WHAT YOU SHOULD DO. Rewrite the stretch of material from the line containing "target: **glass tower**" through the line containing "rule: each instance of the **glass" as a Markdown table with the columns No. and Line, numbering each row and leaving out blank lines.

DATASET RECORDS.
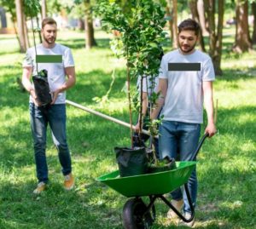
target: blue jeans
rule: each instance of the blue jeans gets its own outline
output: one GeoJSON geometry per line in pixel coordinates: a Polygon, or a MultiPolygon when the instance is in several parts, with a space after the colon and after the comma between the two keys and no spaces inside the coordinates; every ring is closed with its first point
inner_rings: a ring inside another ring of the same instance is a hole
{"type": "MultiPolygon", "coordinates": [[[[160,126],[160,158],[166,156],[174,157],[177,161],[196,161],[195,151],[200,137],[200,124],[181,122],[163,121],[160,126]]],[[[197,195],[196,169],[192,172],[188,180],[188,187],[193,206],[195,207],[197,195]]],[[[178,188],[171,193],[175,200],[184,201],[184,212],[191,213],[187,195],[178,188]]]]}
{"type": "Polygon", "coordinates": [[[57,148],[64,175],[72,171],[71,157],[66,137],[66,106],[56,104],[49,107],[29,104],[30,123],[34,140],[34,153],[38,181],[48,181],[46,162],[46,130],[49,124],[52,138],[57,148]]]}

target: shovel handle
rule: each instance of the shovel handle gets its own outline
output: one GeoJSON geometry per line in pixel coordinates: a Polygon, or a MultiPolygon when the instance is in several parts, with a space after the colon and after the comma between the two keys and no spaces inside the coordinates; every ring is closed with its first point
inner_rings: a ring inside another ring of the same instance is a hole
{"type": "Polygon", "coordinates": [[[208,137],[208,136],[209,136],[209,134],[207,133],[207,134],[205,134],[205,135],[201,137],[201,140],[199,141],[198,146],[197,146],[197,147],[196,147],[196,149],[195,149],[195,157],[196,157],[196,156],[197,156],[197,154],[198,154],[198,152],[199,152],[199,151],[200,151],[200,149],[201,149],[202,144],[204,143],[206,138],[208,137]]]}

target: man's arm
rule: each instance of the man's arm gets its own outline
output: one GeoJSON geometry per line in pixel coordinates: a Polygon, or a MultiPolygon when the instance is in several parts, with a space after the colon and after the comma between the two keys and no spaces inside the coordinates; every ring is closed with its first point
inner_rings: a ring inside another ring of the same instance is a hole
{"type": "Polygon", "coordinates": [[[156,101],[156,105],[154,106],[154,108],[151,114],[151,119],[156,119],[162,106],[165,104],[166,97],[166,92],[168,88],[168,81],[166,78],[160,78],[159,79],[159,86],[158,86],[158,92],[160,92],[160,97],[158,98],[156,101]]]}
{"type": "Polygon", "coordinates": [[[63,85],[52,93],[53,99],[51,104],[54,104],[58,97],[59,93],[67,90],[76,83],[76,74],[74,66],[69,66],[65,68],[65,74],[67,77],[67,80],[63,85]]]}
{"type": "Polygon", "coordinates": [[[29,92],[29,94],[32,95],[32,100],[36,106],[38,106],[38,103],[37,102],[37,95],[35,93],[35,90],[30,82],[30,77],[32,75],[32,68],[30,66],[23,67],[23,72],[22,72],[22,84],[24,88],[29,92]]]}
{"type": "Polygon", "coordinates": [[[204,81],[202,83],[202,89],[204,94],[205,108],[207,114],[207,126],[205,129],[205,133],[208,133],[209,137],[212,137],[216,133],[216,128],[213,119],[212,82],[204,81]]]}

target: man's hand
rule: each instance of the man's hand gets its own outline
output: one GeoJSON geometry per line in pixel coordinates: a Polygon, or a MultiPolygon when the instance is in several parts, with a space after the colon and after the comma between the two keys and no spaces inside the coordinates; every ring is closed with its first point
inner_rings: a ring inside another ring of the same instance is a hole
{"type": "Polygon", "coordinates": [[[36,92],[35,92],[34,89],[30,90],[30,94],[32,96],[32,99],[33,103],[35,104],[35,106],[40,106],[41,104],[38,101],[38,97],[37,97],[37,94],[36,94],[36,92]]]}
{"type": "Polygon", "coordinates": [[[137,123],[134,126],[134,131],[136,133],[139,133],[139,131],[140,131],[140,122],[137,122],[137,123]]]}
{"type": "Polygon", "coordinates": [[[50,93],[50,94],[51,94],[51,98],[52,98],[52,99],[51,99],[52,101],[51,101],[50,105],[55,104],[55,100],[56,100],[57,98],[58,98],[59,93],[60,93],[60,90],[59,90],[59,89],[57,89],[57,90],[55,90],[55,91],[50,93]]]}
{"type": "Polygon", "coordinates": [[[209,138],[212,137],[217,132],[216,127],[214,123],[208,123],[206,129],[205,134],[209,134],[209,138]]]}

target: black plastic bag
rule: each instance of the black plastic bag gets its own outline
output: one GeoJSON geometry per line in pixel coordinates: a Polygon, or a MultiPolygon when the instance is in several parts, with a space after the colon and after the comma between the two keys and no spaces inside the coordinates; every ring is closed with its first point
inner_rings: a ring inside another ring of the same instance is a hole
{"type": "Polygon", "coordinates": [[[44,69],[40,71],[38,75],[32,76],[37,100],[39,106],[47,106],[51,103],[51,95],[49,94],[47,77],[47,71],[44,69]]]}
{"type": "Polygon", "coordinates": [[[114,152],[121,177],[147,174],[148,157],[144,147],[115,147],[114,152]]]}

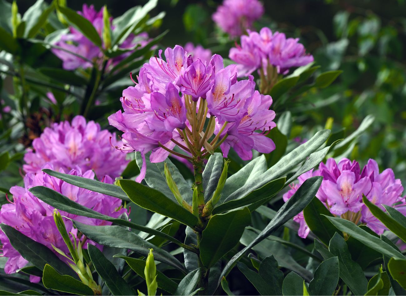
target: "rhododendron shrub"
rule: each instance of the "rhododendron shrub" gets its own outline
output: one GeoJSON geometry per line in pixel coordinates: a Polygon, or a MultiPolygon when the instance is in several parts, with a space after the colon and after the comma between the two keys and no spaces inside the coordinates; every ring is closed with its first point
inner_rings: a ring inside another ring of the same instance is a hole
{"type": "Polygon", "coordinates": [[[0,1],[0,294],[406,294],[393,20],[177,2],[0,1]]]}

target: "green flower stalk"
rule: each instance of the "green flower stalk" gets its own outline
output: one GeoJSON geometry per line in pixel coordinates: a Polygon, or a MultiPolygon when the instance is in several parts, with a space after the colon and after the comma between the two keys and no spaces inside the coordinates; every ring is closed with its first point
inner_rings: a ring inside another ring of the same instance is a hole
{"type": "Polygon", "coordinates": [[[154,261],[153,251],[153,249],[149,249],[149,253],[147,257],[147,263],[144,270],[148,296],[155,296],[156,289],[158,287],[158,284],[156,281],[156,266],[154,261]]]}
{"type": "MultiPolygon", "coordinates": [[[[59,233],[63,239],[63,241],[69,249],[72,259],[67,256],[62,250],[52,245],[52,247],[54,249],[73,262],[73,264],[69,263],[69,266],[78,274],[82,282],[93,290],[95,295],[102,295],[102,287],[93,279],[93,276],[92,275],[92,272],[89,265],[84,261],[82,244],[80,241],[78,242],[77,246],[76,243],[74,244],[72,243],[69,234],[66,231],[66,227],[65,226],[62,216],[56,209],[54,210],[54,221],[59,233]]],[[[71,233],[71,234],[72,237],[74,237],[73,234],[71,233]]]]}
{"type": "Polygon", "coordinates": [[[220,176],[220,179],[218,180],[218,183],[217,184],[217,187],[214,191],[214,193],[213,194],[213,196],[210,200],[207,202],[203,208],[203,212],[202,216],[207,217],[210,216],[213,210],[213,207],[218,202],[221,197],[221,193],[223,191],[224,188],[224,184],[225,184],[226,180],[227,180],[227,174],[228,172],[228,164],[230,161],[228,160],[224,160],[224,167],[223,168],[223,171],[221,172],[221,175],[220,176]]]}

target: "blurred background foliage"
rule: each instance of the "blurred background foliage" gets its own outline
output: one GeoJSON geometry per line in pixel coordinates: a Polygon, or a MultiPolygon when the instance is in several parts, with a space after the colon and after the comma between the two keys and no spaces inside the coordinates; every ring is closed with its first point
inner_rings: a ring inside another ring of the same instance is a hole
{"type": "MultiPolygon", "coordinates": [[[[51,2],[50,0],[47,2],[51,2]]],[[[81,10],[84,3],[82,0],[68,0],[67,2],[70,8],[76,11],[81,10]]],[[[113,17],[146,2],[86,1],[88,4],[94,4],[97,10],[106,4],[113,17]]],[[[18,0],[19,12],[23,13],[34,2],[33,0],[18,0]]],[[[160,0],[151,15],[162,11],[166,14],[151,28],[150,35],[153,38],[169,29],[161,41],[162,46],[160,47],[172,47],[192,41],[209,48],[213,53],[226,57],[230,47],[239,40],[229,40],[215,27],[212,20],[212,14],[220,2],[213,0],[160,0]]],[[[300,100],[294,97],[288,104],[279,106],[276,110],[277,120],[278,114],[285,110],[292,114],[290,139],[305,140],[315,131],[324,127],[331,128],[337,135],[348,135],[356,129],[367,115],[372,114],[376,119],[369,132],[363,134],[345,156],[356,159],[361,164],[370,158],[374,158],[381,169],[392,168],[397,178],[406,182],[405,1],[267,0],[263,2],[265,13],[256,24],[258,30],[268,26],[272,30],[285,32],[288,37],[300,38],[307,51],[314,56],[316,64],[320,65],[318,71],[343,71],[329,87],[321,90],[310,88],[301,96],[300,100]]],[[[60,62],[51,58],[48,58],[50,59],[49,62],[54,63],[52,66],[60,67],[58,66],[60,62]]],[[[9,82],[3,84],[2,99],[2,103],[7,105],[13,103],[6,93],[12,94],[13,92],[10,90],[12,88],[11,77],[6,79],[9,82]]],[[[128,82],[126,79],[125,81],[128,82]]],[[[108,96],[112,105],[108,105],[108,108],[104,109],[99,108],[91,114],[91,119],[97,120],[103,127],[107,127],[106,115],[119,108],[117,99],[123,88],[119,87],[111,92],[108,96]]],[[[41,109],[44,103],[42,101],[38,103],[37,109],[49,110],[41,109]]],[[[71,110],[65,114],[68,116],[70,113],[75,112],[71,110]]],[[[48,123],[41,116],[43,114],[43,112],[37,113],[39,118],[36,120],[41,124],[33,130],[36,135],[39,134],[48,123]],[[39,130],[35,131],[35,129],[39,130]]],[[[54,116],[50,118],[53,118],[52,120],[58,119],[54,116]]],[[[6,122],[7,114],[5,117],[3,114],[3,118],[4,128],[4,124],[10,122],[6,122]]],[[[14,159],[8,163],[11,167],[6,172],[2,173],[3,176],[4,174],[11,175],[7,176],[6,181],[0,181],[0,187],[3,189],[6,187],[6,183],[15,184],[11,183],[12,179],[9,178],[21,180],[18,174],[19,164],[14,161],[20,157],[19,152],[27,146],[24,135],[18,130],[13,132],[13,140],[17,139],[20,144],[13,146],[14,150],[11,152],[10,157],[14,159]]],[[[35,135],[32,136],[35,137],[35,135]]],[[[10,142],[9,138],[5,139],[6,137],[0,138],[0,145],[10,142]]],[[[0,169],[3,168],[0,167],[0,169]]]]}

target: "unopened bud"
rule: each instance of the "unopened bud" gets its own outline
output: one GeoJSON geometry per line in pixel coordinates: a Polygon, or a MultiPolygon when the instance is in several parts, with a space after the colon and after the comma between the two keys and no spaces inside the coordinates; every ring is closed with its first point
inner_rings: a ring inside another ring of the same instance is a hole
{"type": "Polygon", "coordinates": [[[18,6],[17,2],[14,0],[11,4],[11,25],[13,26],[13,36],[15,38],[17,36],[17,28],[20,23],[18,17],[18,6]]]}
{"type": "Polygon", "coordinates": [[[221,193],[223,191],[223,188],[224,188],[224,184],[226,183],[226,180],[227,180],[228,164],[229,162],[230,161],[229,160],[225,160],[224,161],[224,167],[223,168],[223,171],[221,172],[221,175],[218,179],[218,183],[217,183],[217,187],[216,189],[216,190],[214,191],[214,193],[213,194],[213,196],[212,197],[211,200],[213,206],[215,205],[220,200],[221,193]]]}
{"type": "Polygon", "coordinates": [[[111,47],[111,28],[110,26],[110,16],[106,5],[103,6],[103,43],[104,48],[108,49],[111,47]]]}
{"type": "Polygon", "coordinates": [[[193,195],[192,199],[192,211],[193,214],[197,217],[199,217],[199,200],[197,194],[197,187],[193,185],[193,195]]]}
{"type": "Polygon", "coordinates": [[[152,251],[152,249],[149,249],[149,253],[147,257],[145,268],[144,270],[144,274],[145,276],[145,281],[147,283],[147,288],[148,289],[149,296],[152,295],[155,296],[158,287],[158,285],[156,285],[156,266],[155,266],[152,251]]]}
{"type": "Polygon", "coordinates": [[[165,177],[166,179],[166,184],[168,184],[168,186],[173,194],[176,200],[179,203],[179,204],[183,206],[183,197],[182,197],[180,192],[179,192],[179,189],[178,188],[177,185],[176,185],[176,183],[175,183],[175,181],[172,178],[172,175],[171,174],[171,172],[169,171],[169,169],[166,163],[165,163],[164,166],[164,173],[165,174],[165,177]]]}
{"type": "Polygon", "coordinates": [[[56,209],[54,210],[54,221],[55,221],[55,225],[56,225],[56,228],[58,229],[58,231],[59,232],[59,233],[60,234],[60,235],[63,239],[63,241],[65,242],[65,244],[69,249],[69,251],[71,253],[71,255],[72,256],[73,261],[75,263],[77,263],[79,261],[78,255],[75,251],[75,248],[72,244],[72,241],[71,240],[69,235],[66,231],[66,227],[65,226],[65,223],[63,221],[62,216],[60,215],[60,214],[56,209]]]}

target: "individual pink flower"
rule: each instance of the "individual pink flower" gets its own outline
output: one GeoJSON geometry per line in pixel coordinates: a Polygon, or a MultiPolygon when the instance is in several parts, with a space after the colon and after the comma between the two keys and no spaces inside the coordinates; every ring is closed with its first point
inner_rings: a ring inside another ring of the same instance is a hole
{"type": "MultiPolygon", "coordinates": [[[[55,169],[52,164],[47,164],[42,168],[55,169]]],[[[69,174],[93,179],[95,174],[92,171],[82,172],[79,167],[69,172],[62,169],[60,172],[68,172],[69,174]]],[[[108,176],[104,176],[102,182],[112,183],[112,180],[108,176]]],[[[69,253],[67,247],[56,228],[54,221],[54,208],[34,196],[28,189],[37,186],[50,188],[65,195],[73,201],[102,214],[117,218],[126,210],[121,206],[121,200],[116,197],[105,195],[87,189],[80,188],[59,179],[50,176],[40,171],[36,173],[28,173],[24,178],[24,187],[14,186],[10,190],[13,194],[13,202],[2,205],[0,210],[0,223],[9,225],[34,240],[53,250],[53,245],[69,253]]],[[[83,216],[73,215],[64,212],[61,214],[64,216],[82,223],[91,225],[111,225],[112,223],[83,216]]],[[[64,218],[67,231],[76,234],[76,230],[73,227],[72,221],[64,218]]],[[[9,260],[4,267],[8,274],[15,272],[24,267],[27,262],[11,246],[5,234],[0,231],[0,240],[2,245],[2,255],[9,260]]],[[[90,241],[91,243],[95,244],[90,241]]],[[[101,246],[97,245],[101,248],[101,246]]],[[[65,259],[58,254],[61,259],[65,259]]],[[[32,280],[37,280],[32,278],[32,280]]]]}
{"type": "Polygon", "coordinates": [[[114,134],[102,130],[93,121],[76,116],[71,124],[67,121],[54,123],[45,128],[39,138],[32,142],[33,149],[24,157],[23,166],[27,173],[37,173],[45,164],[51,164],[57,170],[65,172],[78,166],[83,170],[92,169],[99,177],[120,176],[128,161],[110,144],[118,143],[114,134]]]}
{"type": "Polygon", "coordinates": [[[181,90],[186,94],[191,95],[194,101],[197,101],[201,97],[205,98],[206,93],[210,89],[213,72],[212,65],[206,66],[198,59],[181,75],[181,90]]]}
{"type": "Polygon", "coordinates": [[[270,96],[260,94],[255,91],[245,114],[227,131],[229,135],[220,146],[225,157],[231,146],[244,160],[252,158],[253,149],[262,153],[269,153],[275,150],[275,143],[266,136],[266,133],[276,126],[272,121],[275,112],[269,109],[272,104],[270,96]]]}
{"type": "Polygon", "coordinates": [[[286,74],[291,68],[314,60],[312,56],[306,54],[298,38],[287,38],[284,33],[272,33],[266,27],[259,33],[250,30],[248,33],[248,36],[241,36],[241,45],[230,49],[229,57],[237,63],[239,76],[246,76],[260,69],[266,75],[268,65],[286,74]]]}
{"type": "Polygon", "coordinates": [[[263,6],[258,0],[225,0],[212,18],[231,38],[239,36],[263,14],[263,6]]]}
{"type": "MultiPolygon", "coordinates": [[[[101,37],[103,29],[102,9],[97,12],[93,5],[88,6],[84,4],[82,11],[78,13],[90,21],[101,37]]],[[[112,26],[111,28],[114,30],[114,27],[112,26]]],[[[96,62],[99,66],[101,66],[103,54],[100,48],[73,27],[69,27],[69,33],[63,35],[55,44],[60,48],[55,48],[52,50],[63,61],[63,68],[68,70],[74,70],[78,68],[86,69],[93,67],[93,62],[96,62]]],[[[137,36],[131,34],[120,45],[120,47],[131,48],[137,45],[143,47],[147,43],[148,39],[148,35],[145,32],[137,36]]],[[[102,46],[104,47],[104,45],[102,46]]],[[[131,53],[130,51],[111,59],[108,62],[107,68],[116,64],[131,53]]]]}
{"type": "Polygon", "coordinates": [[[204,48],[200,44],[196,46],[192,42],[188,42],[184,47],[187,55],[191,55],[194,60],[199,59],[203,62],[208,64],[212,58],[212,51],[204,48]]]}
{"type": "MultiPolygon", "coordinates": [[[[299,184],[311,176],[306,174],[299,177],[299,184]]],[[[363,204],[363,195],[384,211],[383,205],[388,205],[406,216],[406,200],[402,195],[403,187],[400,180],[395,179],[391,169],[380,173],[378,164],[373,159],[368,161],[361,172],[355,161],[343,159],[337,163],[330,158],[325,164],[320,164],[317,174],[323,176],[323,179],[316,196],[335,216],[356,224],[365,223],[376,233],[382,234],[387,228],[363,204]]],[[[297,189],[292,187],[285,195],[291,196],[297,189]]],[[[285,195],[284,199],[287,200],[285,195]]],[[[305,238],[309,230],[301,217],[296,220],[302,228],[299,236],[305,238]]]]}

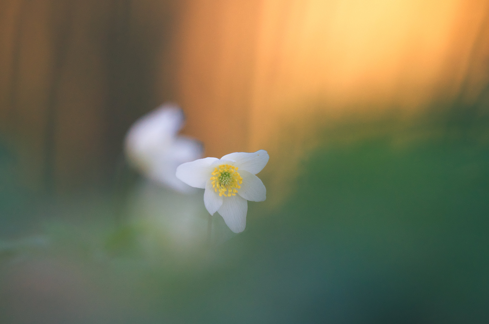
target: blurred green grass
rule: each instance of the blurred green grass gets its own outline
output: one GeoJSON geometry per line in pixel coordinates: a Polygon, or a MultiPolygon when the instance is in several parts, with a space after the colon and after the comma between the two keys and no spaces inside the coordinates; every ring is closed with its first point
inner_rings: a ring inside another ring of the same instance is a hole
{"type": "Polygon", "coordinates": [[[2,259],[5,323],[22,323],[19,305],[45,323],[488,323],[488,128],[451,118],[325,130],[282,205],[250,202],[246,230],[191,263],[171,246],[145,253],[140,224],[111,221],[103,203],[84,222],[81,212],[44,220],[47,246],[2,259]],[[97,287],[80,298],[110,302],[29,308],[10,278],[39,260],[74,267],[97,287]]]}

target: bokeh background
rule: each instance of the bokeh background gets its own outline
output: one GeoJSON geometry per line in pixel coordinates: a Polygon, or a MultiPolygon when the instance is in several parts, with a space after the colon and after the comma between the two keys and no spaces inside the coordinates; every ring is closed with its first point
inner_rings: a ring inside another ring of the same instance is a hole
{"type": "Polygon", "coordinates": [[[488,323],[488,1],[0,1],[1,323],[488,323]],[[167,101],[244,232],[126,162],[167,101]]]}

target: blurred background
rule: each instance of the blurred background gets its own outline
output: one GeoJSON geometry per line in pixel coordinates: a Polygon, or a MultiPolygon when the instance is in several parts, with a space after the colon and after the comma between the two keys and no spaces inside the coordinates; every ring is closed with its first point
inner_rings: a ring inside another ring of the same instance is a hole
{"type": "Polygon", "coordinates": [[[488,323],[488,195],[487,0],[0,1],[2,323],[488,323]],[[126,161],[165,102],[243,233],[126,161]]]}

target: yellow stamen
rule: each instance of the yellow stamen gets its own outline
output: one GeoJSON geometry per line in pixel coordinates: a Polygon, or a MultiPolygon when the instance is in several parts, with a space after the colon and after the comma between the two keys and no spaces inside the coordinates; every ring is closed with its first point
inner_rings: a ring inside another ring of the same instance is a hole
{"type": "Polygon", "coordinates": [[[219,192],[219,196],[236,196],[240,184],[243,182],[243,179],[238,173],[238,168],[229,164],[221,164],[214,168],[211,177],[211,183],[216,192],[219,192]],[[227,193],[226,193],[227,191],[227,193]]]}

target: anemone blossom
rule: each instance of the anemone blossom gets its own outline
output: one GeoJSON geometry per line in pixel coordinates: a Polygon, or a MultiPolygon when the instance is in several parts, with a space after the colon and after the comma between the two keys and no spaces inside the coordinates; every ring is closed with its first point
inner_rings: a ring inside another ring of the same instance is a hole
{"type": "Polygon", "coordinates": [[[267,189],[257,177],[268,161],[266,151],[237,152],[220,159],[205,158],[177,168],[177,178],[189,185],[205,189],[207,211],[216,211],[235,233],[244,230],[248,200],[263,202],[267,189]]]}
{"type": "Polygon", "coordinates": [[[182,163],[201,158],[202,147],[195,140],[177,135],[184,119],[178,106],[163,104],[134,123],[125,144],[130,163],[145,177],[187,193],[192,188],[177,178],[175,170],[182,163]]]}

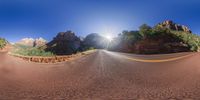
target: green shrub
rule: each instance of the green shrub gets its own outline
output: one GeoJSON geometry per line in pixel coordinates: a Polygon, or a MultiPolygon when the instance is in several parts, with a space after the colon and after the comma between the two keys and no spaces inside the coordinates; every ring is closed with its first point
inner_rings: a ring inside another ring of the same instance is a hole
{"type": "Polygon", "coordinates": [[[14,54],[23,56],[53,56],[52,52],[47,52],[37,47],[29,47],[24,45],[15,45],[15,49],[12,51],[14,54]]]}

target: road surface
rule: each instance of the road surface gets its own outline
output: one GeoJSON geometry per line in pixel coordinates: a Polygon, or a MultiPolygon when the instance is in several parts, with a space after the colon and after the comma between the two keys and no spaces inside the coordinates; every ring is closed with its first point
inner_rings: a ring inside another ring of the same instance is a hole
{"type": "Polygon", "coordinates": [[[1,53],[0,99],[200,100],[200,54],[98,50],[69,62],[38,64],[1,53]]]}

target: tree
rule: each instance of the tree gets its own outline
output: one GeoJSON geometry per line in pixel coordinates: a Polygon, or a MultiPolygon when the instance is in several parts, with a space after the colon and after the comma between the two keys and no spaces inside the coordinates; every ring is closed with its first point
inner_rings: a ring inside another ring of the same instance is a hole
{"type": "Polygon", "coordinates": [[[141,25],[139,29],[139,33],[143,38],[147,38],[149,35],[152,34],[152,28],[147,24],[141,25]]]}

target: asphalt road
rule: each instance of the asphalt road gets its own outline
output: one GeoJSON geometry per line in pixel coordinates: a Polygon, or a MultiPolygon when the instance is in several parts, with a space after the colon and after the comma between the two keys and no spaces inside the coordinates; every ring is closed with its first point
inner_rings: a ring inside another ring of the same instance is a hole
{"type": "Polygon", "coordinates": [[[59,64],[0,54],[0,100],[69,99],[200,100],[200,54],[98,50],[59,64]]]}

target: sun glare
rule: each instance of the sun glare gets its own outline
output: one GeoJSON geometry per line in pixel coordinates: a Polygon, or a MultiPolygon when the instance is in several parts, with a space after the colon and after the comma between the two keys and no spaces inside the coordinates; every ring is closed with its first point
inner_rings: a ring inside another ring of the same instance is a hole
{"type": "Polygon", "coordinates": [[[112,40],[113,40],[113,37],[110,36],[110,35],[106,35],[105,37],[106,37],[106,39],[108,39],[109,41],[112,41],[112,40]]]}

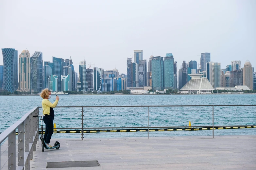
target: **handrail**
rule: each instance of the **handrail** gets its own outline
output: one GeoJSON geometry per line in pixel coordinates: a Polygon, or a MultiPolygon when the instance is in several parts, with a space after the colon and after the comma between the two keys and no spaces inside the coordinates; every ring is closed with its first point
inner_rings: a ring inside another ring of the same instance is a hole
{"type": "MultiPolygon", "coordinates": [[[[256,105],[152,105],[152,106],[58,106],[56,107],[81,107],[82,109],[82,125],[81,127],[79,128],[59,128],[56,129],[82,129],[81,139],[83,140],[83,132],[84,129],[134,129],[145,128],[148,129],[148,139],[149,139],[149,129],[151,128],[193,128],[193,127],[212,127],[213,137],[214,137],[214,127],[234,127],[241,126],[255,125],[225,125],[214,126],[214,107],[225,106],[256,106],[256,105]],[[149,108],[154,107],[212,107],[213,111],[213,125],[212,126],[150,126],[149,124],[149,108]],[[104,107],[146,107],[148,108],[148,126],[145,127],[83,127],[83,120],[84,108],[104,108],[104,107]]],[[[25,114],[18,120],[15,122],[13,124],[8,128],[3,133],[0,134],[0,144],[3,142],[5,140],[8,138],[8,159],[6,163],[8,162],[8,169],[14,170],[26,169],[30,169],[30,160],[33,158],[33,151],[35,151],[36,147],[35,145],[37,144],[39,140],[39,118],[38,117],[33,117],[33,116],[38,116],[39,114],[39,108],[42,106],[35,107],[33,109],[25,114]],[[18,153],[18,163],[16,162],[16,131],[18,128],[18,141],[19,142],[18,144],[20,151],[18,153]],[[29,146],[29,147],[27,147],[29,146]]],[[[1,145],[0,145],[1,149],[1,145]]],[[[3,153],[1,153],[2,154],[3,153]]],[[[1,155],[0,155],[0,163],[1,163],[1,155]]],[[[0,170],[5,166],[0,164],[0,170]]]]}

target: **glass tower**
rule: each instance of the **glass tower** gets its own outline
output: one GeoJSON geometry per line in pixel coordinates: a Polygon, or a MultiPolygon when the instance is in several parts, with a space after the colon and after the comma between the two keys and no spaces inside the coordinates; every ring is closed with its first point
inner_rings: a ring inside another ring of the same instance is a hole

COMPLETE RESPONSE.
| No. | Line |
|---|---|
| 1 | target: **glass tower** |
| 2 | rule: each instance of the **glass tower** gets its own outline |